SELECTED EXTRACT:
━━━

After lunch, we only had about 13 miles to go. I saw a couple of interesting things alongside the trail, one was this glazed stone silo/building, and the other was something growing on the shoulder of the trail that looked like orange silly string. It was some type of vining plant that I only saw in this one particular area. I’ve never seen a totally orange vine before.
Soon we saw the bridge that would take us over the Missouri River into Boonville, and our last night of our adventure. I will have to admit, I was feeling a little sad knowing that this great trip was coming to an end. We pedaled over the bridge and stopped for a photo at the peak. In the distance over the river, you can see the old iron railroad bridge that was a lift bridge. The center section could be raised and lowered to accomodate boat heights. Sadly, it is set for removal and Boonville will lose that piece of railroad history.
Once again, our Bed and Breakfast for the night was at the base of the bridge and to the left. We easily found the High Street Victorian Bed and Breakfast. (www.highstreetvictorian.com)

━━━

TO DO:
(1) In the trail account, how far did the riders still have to go after lunch?
(2) Please rewrite the paragraph of the trail account that begins "Soon we saw the bridge" in a shorter form, keeping its main facts.

[Referring expression data]
━━━

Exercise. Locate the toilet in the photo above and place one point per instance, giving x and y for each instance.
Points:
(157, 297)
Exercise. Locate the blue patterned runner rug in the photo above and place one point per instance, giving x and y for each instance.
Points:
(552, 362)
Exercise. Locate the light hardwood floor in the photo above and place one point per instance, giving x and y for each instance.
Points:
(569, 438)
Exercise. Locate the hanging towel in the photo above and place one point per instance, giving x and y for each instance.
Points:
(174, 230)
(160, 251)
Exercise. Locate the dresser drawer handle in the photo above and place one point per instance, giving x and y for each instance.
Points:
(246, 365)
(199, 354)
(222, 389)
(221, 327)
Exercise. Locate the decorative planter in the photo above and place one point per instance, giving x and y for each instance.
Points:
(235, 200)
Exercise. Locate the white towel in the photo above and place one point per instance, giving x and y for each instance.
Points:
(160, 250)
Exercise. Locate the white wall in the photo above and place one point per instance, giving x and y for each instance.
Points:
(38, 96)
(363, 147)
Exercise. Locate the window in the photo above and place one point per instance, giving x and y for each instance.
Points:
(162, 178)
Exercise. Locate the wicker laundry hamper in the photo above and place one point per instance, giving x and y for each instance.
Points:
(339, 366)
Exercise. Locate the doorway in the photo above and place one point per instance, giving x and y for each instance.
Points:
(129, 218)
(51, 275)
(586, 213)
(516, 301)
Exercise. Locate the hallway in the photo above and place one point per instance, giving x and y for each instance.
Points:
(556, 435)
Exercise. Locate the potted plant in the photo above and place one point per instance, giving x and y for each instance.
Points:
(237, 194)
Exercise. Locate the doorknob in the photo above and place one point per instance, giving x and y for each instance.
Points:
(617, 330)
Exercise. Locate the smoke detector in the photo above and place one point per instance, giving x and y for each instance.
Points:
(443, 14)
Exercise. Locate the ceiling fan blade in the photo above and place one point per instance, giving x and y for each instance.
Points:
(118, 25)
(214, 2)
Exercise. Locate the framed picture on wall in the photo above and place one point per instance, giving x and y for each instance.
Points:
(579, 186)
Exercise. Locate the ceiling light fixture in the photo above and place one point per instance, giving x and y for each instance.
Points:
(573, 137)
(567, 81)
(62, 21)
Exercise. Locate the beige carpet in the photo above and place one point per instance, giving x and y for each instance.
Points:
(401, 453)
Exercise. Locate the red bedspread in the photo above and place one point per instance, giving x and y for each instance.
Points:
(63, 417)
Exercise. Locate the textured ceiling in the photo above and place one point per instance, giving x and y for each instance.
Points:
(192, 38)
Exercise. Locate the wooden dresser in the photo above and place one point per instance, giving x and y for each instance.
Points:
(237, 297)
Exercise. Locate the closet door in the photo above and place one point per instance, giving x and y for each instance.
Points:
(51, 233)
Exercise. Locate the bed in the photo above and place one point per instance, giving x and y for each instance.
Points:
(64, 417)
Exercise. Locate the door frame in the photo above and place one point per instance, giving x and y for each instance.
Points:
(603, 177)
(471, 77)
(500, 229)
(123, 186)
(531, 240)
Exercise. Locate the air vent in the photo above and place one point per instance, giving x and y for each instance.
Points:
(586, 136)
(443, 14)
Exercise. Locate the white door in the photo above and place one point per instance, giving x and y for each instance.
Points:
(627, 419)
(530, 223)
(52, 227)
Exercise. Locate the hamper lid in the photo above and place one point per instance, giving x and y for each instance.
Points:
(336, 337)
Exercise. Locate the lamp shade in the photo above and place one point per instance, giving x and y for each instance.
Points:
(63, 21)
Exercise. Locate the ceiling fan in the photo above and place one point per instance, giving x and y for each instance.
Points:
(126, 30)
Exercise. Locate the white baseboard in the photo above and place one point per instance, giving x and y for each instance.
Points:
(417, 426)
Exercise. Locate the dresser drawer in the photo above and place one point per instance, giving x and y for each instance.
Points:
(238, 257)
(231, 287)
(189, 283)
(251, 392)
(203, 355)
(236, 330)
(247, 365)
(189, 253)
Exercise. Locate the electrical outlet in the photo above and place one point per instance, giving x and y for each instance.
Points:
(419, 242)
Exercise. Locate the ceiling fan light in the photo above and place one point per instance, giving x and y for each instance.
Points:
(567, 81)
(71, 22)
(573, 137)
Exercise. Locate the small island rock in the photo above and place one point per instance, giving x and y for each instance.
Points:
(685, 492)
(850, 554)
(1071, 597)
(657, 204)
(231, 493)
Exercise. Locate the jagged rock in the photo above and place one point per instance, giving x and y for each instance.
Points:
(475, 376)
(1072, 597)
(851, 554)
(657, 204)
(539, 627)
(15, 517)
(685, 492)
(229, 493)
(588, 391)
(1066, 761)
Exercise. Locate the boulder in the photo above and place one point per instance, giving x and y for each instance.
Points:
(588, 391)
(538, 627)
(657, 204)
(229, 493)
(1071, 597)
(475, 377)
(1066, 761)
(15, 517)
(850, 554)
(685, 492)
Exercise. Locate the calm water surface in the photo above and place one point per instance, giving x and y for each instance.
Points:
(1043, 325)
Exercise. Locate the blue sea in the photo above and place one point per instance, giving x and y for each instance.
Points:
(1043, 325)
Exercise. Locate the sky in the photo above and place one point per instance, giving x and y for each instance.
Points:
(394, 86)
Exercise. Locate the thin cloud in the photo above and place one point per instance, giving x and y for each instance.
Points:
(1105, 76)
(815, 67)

━━━

ANSWERS FOR THIS EXERCISE:
(1) About 13 miles.

(2) We crossed the bridge over the Missouri River into Boonville for the last night of our adventure, and I felt a little sad that the trip was ending. We stopped for a photo at the bridge's peak. Across the river stands the old iron railroad lift bridge, whose center section could be raised and lowered for boats. It is set for removal, so Boonville will lose that piece of railroad history.